El Trío III “Wie ein Hauch aus Licht und Schatten” (Como un soplo de luces y sombras) (2000; Trío Dhamar el 2 de octubre de 2003 en Madrid), escrito para la formación clásica (violín, violonchelo, piano) está dedicado a Cristóbal Halffter y fue estrenado en el Pabellón alemán de la Expo de Hannover el 3 de septiembre de 2000. La obra parte de nueve fragmentos poéticos de los Poemas de la consumación de Vicente Aleixandre, versos que aparecen decorando epigráficamente la partitura. Son los siguientes: “Ignorar es vivir/ Saber morirlo.// La memoria de un hombre/ está en sus besos.// El labio sólo sabe a su final/ sabor: memoria, olvido.// La huella de tu espuma,/ cuando el agua se va,/ queda en los bordes.// Llueve tu amor/ mojando mi memoria.// La majestad de la memoria es aire/ después o antes. Los hechos son suspiro./ Ese telón de sedas amarillas/ que un soplo empuja, y otra luz apaga.// La noche es larga,/ pero ya ha pasado.// Solo, desnudo,/ esperas.// Pero ya no amanece”. La obra es típica de Verdú, en la desfiguración del perfil clásico de los instrumentos, en el refinamiento exquisito de las texturas, en el juego de los límites (secuencias que bordean el silencio, un poco a la manera de Sciarrino; contrastes entre graves y agudos; juego entre los solistas y el conjunto, que puede llegar a producir sonoridades casi sinfónicas), en su base poética, que trasciende a la abstracción del puro sonido.

Arquitecturas del silencio (2004; Esteban Algora el 12 de marzo de 2005 en Madrid) es una obra escrita para acordeón solo que estrenó Esteban Algora en el Festival de Cagliari el 24 de noviembre de 2004 y que forma parte de un ciclo reciente que se engloba bajo el título genérico de Arquitecturas. Como puede imaginarse cualquiera a estas alturas, el acordeón suena a todo menos al acordeón tradicional de los que tanto escuchamos ahora por las calles en manos de inmigrantes balcánicos. Empleado a la vez como instrumento de viento y de percusión, Sánchez Verdú combina la emisión de aire (sin altura definida) y el puntillismo de los toques percutivos sobre la caja con largas líneas mantenidas en el tiempo, creando, a través del sentido más puramente físico del sonido (aire, madera, zumbido) una curiosa y paradójica sensación de irrealidad.

•••

#### [EJERCICIO PROPUESTO 1]
Según el texto sobre las obras de Sánchez Verdú, ¿a quién está dedicado el Trío III?

(Datos almacenados)
•••

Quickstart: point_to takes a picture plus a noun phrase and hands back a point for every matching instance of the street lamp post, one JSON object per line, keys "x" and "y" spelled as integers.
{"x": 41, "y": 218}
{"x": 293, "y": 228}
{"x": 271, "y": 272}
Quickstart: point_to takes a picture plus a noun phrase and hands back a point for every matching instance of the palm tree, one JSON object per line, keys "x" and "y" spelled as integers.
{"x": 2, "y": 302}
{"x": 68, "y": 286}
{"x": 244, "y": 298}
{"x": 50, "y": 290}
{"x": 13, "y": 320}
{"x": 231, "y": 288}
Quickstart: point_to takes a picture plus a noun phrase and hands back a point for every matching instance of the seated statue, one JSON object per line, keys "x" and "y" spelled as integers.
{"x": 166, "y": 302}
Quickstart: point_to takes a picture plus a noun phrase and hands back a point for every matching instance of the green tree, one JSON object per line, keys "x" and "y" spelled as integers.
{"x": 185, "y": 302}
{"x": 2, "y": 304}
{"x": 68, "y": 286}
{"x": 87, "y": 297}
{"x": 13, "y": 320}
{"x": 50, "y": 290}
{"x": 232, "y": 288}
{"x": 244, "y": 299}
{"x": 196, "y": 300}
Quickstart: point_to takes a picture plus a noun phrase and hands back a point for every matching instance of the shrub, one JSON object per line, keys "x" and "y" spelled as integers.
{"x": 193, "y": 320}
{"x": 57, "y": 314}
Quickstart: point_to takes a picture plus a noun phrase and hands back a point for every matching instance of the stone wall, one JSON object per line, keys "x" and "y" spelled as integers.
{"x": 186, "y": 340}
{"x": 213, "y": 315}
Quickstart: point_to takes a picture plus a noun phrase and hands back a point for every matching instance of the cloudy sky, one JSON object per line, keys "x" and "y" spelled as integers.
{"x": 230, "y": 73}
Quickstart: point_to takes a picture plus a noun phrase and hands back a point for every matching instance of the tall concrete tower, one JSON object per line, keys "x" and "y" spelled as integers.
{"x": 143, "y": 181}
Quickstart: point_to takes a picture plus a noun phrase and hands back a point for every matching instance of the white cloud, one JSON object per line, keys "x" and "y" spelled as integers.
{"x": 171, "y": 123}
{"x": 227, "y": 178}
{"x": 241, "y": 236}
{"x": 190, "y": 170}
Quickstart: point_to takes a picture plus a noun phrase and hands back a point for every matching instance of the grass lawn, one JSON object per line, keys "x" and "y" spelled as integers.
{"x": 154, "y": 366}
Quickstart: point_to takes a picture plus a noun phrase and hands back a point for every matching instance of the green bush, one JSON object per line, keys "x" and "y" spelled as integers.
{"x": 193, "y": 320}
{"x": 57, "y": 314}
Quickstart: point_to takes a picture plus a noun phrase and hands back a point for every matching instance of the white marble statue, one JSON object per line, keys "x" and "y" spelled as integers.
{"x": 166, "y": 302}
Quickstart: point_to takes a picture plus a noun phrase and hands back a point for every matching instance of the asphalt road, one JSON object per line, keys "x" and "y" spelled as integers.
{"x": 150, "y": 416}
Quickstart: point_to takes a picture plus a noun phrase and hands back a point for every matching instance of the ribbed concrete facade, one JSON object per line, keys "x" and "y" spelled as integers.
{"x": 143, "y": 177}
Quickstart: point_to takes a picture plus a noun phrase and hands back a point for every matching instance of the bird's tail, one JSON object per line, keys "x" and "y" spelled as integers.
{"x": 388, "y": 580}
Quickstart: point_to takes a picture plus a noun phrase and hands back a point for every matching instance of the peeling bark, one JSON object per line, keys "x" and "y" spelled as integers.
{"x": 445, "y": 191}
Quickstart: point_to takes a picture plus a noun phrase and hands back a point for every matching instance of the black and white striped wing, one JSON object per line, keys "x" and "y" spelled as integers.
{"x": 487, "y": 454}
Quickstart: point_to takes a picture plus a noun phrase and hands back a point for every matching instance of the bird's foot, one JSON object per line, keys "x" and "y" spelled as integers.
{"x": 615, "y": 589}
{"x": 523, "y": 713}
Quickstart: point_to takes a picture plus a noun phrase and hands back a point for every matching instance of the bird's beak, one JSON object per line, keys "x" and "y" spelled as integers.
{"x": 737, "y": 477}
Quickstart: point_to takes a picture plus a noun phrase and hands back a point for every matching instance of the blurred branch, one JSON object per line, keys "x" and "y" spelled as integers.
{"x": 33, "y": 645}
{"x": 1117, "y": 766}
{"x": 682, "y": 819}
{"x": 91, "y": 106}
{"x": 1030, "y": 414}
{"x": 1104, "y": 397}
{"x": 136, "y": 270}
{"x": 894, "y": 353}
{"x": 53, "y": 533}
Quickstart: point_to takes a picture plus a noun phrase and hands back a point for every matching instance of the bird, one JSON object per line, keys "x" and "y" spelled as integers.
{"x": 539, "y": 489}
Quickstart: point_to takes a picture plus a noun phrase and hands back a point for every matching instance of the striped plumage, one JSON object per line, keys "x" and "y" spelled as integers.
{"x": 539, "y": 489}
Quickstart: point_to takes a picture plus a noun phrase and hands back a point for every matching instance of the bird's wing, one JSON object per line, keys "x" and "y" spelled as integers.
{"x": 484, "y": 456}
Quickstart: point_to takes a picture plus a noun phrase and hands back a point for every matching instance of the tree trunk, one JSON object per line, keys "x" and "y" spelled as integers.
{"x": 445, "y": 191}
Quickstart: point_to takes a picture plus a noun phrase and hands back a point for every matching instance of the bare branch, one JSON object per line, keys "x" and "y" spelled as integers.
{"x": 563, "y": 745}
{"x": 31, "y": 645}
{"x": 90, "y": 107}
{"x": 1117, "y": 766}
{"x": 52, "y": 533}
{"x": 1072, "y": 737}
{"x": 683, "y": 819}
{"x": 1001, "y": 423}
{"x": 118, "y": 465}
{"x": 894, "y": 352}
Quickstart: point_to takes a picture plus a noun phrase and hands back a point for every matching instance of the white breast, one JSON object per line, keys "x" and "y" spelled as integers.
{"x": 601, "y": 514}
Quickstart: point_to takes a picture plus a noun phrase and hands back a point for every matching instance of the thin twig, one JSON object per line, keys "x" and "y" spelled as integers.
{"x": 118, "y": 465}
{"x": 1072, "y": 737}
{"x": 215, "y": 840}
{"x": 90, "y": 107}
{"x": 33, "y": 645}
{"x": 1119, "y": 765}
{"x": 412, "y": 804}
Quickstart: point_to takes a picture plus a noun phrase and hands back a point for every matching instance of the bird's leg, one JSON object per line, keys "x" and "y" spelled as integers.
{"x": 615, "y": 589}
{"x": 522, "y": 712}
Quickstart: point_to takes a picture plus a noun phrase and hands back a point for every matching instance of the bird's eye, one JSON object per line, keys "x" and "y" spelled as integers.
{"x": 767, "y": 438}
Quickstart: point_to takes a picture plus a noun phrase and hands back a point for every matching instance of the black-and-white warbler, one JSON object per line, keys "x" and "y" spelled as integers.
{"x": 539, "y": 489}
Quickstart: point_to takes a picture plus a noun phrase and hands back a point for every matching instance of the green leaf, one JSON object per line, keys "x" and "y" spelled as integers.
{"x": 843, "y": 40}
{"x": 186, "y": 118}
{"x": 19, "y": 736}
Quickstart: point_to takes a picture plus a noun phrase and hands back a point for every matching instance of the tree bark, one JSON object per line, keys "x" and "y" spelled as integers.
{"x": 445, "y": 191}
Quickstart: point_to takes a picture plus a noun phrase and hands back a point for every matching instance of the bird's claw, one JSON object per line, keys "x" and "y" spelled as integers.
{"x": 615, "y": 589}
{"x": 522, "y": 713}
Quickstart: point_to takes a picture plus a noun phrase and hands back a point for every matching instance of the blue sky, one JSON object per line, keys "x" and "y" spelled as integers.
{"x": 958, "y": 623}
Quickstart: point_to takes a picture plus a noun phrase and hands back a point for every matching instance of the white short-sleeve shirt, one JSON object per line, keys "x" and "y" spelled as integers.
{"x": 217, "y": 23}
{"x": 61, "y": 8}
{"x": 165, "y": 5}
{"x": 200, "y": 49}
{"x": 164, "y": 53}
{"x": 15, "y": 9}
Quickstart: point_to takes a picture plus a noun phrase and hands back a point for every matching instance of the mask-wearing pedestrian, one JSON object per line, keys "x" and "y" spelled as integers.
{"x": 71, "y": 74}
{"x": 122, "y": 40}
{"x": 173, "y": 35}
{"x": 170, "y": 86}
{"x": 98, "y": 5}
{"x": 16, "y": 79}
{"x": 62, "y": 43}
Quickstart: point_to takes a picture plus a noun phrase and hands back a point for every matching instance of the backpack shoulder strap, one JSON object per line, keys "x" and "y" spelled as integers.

•••

#### [EJERCICIO PROPUESTO 2]
Copia de nuevo los registros desde la línea que contiene "green leaf, one" hasta el final de los registros, ambas incluidas, cambiando "noun phrase" por "short phrase" y dejando todo lo demás igual.

#### [RESPUESTA DEL EJERCICIO 1]
A Cristóbal Halffter.

#### [RESPUESTA DEL EJERCICIO 2]
Quickstart: point_to takes a picture plus a short phrase and hands back a point for every matching instance of the green leaf, one JSON object per line, keys "x" and "y" spelled as integers.
{"x": 843, "y": 40}
{"x": 186, "y": 118}
{"x": 19, "y": 736}
Quickstart: point_to takes a picture plus a short phrase and hands back a point for every matching instance of the tree bark, one JSON object per line, keys "x" and "y" spelled as integers.
{"x": 445, "y": 191}
Quickstart: point_to takes a picture plus a short phrase and hands back a point for every matching instance of the bird's claw, one JSON object per line, keys "x" and "y" spelled as integers.
{"x": 615, "y": 589}
{"x": 522, "y": 713}
Quickstart: point_to takes a picture plus a short phrase and hands back a point for every matching instance of the blue sky, one JSON object per line, keys "x" and "y" spelled as integers.
{"x": 958, "y": 623}
Quickstart: point_to takes a picture plus a short phrase and hands back a point for every matching instance of the white short-sleeve shirt, one JSON object per line, keys "x" and "y" spelled as integers.
{"x": 217, "y": 23}
{"x": 61, "y": 8}
{"x": 165, "y": 5}
{"x": 200, "y": 49}
{"x": 164, "y": 53}
{"x": 15, "y": 9}
Quickstart: point_to takes a picture plus a short phrase and hands back a point for every matching instance of the mask-wearing pedestrian, one JSON object per line, keys "x" and "y" spelled as integers.
{"x": 71, "y": 74}
{"x": 122, "y": 40}
{"x": 173, "y": 35}
{"x": 170, "y": 86}
{"x": 98, "y": 5}
{"x": 16, "y": 79}
{"x": 62, "y": 43}
Quickstart: point_to takes a picture plus a short phrase and hands back a point for every matching instance of the backpack shoulder strap, one JSON object per line, keys "x" and "y" spelled as integers.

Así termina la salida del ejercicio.